──────── DOCUMENT TEXT ────────
RHO-associated adRP affects about 20,000 people in the US and EU. Approximately 150 mutations in RHO can each cause adRP.

EDIT-103 is designed to “knock-out” copies of the patient’s RHO gene and replace them with healthy copies. The treatment is delivered by a subretinal injection of dual vectors – i.e., dual, adeno-associated viruses (AAVs), which are safe, human-engineered viruses for delivering genetic cargo to retinal cells. One vector contains the CRISPR/Cas9 gene editing technology to turn-off copies of the patient’s RHO gene. The other vector delivers new, healthy copies of RHO.

In a large-animal study, the CRISPR/Cas9 component knocked out 100 percent of the protein expressed by RHO. The healthy, replacement RHO expressed 30 percent of normal protein levels, which Editas believes will be sufficient to treat adRP patients with RHO mutations effectively.

To genetically treat autosomal recessive diseases, simply replacing or augmenting copies of the patient’s mutated gene is usually sufficient, because the mutated copies are expressing little protein. However, in autosomal dominant diseases, a two-step process is often necessary, because the mutated gene copies are expressing a toxic protein. In addition to delivering healthy gene copies, the patient’s mutated copies must be turned off to prevent toxic protein expression.

Editas’ clinical trial for EDIT-101 – a therapy for a mutation in CEP290 causing Leber congenital amaurosis – became the first CRISPR/Cas9 treatment to be applied directly to the human body. In September 2021, Editas reported that two of three patients in the trial had improvements in vision.
──────── ENTRIES SUPPLIED ────────
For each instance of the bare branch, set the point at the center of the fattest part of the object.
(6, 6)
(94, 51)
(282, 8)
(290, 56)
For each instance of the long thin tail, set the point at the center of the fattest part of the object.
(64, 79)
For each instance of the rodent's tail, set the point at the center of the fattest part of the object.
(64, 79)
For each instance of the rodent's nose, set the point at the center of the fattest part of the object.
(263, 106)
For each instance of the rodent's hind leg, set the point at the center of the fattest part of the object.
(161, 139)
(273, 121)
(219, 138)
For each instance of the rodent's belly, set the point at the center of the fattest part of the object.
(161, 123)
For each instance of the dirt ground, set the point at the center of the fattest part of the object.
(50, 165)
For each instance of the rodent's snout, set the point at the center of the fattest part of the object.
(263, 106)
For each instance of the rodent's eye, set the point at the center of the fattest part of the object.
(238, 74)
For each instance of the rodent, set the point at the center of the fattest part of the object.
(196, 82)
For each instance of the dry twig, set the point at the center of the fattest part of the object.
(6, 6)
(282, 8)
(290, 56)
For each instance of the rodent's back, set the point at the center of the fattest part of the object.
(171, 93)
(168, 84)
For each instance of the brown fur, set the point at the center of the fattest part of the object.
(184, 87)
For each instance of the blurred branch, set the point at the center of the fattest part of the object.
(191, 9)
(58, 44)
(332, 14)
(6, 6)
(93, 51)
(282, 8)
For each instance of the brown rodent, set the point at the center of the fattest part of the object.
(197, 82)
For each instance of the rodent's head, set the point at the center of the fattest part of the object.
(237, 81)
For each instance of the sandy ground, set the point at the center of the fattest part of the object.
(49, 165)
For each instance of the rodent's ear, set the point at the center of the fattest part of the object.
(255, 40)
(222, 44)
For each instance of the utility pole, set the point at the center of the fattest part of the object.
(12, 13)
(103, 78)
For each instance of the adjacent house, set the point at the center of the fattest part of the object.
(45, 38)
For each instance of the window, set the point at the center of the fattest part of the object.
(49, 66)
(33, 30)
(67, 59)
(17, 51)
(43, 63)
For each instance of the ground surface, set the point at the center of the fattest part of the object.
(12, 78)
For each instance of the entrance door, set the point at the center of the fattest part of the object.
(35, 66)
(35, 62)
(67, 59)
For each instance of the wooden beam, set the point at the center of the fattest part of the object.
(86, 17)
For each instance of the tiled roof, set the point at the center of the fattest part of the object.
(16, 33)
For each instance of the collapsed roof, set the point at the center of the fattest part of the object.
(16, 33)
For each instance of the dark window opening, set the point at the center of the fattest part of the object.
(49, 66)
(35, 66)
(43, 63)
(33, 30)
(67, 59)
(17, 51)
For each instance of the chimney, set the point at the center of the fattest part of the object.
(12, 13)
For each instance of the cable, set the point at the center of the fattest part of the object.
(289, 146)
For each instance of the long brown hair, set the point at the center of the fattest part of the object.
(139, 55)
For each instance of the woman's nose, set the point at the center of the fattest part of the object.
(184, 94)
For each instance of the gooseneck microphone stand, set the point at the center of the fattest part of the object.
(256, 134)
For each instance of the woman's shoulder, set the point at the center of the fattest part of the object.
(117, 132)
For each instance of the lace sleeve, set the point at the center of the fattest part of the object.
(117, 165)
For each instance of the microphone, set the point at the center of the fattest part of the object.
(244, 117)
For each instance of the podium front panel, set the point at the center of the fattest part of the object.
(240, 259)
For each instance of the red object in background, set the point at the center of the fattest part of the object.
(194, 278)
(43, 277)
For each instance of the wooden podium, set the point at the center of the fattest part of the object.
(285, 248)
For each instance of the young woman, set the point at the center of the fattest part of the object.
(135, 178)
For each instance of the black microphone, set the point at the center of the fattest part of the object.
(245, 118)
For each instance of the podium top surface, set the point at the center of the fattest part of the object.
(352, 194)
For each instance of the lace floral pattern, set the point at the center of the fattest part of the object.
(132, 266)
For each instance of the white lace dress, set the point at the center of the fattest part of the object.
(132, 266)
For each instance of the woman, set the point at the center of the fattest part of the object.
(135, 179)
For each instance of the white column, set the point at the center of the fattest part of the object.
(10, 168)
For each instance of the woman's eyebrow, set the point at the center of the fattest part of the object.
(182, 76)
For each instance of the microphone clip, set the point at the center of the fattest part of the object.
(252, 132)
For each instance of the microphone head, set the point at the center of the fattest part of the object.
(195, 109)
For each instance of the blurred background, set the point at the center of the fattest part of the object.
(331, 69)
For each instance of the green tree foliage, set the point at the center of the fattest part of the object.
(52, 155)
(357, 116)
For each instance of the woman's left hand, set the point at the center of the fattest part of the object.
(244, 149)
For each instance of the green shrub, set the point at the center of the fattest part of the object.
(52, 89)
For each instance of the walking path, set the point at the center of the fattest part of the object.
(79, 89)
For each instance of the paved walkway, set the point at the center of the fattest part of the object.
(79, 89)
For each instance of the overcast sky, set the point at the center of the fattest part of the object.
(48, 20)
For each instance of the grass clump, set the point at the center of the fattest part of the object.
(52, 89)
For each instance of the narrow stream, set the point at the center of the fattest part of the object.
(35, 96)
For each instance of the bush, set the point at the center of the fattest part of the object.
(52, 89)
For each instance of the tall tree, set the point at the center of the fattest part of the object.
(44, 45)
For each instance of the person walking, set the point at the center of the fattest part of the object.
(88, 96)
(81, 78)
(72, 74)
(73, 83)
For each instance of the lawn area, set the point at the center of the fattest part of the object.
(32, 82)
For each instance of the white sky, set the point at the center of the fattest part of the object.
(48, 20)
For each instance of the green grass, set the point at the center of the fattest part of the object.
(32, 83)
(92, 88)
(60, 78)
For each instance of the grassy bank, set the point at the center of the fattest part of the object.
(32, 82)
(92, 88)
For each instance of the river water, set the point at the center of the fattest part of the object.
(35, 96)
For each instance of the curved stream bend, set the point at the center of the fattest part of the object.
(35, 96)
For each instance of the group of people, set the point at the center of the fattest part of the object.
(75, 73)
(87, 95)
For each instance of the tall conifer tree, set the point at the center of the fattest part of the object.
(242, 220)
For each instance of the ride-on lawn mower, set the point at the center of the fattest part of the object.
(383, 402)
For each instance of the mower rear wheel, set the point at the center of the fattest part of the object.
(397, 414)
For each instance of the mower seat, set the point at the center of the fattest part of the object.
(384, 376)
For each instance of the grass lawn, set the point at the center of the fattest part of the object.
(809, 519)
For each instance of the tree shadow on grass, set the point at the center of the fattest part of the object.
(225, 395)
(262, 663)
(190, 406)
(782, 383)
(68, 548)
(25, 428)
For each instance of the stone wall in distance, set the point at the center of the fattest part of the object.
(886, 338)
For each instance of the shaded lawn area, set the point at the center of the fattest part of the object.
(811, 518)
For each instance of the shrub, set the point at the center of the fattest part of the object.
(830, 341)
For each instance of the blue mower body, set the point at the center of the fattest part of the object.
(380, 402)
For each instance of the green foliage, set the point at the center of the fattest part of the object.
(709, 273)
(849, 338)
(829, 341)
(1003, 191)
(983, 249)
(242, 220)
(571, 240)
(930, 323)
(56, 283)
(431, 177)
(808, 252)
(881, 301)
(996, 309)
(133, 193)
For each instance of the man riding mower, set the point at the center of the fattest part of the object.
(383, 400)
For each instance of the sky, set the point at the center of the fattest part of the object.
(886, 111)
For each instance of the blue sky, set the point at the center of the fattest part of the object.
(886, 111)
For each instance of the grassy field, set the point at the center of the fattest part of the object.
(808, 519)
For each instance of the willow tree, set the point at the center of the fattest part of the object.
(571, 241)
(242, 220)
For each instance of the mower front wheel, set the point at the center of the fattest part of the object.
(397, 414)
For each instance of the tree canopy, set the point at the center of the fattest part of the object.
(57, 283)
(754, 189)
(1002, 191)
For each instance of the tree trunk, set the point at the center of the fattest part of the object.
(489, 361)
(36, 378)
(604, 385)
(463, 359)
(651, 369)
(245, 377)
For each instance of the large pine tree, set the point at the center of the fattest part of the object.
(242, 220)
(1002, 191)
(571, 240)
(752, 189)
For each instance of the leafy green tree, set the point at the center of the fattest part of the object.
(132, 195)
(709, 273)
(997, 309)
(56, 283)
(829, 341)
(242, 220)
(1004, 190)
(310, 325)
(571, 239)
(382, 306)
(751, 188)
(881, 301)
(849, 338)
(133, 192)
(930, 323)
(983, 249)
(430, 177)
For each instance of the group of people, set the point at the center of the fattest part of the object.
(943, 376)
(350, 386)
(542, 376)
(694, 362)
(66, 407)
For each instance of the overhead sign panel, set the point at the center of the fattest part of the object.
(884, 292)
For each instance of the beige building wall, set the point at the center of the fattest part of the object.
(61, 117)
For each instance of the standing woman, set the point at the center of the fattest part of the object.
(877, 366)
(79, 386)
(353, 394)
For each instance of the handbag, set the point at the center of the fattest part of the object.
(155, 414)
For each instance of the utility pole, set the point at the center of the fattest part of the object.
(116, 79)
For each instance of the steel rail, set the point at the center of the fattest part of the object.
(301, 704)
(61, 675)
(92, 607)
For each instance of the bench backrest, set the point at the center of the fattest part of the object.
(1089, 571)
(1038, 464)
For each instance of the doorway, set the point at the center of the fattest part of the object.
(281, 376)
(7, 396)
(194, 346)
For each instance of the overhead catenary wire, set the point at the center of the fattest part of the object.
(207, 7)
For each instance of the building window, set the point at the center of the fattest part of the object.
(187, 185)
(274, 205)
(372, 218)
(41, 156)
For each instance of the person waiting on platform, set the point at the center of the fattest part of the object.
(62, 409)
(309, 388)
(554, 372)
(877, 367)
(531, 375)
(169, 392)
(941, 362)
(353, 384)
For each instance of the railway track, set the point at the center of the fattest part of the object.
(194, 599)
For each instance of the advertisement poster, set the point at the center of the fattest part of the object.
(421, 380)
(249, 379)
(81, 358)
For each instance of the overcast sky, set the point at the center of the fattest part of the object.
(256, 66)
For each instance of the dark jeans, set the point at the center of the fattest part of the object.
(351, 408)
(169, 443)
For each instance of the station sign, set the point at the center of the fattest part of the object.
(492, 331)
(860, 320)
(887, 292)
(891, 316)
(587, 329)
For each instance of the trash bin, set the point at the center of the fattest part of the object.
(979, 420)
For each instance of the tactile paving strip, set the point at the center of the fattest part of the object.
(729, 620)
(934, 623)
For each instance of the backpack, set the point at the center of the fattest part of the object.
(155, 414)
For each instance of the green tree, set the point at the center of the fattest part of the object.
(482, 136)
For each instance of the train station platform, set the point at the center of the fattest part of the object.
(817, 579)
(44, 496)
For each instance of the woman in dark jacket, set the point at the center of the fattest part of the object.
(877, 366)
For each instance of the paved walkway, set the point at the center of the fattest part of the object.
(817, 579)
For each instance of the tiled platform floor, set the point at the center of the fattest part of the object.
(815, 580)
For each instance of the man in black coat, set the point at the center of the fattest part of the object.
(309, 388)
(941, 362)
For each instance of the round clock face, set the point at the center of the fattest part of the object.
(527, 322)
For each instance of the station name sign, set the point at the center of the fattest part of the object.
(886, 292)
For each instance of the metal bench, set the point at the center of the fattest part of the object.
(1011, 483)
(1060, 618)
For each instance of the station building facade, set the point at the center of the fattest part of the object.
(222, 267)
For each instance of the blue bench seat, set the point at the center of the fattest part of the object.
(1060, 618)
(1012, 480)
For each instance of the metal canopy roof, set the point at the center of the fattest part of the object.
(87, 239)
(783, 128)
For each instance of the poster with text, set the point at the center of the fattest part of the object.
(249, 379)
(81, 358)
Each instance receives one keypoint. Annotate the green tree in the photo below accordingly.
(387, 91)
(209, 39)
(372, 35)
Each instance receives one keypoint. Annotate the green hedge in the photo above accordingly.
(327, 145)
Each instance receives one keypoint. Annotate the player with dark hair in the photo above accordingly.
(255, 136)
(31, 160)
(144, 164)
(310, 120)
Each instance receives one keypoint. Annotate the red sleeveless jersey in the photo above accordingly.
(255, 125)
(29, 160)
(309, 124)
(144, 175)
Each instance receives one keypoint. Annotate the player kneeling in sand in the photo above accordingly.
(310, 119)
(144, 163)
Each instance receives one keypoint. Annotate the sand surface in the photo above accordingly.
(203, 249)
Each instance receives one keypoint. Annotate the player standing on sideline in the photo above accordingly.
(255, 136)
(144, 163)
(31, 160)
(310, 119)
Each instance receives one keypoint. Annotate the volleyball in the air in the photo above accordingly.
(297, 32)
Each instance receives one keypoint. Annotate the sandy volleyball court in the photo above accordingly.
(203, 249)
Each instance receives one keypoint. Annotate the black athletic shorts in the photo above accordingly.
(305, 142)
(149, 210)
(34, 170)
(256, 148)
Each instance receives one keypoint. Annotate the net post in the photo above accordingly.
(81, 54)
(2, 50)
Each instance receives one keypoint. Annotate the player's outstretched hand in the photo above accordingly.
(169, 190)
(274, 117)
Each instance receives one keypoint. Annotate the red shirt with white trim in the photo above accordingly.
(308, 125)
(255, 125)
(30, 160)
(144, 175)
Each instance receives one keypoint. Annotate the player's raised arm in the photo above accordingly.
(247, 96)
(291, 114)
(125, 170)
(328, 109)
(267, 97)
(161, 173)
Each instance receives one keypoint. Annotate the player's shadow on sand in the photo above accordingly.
────────
* **ACTIVITY LIST**
A. Please summarize the passage on EDIT-103 in two sentences.
B. According to the passage on EDIT-103, roughly how many mutations in RHO can each cause adRP?
The data is separate material from the passage on EDIT-103.

* **SOLUTIONS BELOW**
A. EDIT-103 is delivered by subretinal injection of two adeno-associated virus vectors, one carrying CRISPR/Cas9 to turn off copies of the patient's RHO gene and the other delivering healthy copies, as a treatment for RHO-associated adRP, which affects about 20,000 people in the US and EU. In a large-animal study, the CRISPR/Cas9 component knocked out 100 percent of the protein expressed by RHO, while the replacement RHO expressed 30 percent of normal protein levels, which Editas believes will be sufficient to treat these patients effectively.

B. Approximately 150.